--- WHAT THIS TASK INVOLVES ---
Please write out again every line of the entries from the one containing "Quick check — is there any sandy" through the one containing "[147,38,157,45]", requests included, and shift each box coordinate in the answers up by 34. Leave out all lines outside that span.

--- EXTRACTED ENTRIES ---

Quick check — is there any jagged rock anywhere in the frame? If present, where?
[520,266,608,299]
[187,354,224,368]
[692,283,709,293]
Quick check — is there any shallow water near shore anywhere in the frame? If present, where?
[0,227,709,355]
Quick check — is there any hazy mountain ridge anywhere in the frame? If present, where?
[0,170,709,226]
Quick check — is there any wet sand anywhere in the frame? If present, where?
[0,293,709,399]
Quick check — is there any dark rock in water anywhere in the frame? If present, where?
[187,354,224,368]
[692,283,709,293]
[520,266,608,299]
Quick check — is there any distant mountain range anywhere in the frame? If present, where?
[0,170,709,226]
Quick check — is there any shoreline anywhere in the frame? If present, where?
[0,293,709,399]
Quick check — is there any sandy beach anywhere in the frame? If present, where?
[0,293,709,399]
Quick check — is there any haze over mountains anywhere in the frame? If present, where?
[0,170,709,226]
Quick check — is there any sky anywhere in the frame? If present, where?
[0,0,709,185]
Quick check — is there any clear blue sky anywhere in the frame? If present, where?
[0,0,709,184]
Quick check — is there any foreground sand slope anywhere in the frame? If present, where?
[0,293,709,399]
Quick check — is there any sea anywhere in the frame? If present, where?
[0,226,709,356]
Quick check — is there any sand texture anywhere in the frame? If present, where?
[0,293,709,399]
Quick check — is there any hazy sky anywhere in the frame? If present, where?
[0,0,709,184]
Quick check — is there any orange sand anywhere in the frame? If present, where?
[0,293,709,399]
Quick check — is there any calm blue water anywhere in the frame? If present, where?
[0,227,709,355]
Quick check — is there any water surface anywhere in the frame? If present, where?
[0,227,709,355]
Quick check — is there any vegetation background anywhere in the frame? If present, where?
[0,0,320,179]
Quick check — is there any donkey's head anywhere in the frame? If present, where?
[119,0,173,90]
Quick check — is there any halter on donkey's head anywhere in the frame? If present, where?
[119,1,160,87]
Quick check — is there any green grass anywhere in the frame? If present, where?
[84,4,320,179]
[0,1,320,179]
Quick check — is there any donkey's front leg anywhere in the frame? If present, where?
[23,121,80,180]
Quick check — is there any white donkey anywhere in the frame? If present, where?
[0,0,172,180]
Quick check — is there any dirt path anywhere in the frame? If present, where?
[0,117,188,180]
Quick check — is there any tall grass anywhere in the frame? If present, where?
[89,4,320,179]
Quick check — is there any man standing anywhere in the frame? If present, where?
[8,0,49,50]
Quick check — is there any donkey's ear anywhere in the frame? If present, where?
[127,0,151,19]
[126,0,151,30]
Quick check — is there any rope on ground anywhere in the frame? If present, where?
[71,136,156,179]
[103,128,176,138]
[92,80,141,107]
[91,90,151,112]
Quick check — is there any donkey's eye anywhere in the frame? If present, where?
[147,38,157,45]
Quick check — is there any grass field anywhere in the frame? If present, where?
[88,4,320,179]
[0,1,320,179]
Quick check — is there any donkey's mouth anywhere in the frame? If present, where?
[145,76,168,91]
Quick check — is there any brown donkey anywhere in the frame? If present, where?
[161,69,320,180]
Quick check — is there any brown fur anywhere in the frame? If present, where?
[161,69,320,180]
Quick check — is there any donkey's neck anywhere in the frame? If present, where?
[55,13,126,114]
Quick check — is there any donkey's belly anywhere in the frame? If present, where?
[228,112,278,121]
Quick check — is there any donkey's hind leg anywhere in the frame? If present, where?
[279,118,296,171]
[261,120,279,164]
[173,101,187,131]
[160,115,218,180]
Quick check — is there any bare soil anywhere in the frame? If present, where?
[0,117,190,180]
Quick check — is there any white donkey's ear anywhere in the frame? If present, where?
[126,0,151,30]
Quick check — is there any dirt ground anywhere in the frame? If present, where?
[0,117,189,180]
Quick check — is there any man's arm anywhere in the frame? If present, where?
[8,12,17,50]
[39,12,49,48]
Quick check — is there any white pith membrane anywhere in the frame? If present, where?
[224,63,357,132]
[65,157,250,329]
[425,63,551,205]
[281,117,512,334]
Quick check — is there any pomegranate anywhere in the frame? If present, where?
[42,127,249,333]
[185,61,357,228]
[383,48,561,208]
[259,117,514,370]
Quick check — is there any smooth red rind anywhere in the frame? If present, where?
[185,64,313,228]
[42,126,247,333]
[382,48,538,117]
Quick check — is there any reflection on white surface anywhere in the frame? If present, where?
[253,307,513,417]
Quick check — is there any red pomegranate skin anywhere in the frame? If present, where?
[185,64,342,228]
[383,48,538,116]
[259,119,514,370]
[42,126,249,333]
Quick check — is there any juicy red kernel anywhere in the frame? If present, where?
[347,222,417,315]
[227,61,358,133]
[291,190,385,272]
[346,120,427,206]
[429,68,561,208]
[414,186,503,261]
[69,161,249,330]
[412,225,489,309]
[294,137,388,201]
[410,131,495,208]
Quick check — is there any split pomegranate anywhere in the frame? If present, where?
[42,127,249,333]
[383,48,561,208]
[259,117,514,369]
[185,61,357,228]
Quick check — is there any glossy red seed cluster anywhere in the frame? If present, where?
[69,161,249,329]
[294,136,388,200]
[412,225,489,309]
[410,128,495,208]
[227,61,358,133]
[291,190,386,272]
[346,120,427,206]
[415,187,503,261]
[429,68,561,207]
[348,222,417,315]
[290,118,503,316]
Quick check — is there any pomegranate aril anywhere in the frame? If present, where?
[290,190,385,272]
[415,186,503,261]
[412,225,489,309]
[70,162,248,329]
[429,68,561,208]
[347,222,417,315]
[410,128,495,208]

--- EXERCISE SOLUTION ---
Quick check — is there any sandy beach anywhere in the frame? If present, where?
[34,327,743,433]
Quick check — is there any haze over mountains anywhere in the frame? If present, where?
[34,204,743,260]
Quick check — is there any sky anywhere in the frame? If present, where?
[34,34,743,219]
Quick check — is there any clear blue sky anywhere in the frame? If present, where?
[34,34,743,218]
Quick check — is there any foreground sand slope anywhere in the frame? If present, where?
[34,327,743,433]
Quick check — is there any sea anywhere in the frame? If present, where?
[34,260,743,390]
Quick check — is there any sand texture anywhere in the frame? If present, where?
[34,327,743,433]
Quick check — is there any hazy sky anywhere in the frame? If present, where?
[34,34,743,218]
Quick check — is there any orange sand anywhere in the frame? If present, where?
[34,327,743,433]
Quick check — is there any calm blue water anywhere in the frame? If present, where?
[34,261,743,389]
Quick check — is there any water surface anywhere in the frame? If present, where?
[34,261,743,389]
Quick check — is there any vegetation background anywhere in the frame? If present, where?
[34,34,354,213]
Quick check — is there any donkey's head anywhere in the frame? If present, where?
[153,34,207,124]
Quick check — is there any halter on donkey's head anywhere in the frame? If present, where?
[153,35,194,121]
Quick check — is there any green grass anywhere in the frame? If present, where?
[118,38,354,213]
[34,35,354,213]
Quick check — is there any donkey's front leg anywhere in the frame? If present, where?
[57,155,114,214]
Quick check — is there any white donkey anywhere in the frame? If present, where?
[34,34,206,214]
Quick check — is there any dirt path anywhere in the frame? If present, where?
[34,151,222,214]
Quick check — is there any tall grass anywhere in the frame? If present, where?
[123,38,354,213]
Quick check — is there any man standing anywhere in the frame? If present, where?
[42,34,83,84]
Quick check — is there any donkey's ear anywhere in the frame? If present, where?
[161,34,185,53]
[160,34,185,64]
Quick check — is there any rope on ground anywhere in the frame? If present, where?
[105,170,190,213]
[137,162,210,172]
[126,114,175,141]
[125,124,185,146]
Quick check — is there any donkey's eye anywhere in the frame? If present, where?
[181,72,191,79]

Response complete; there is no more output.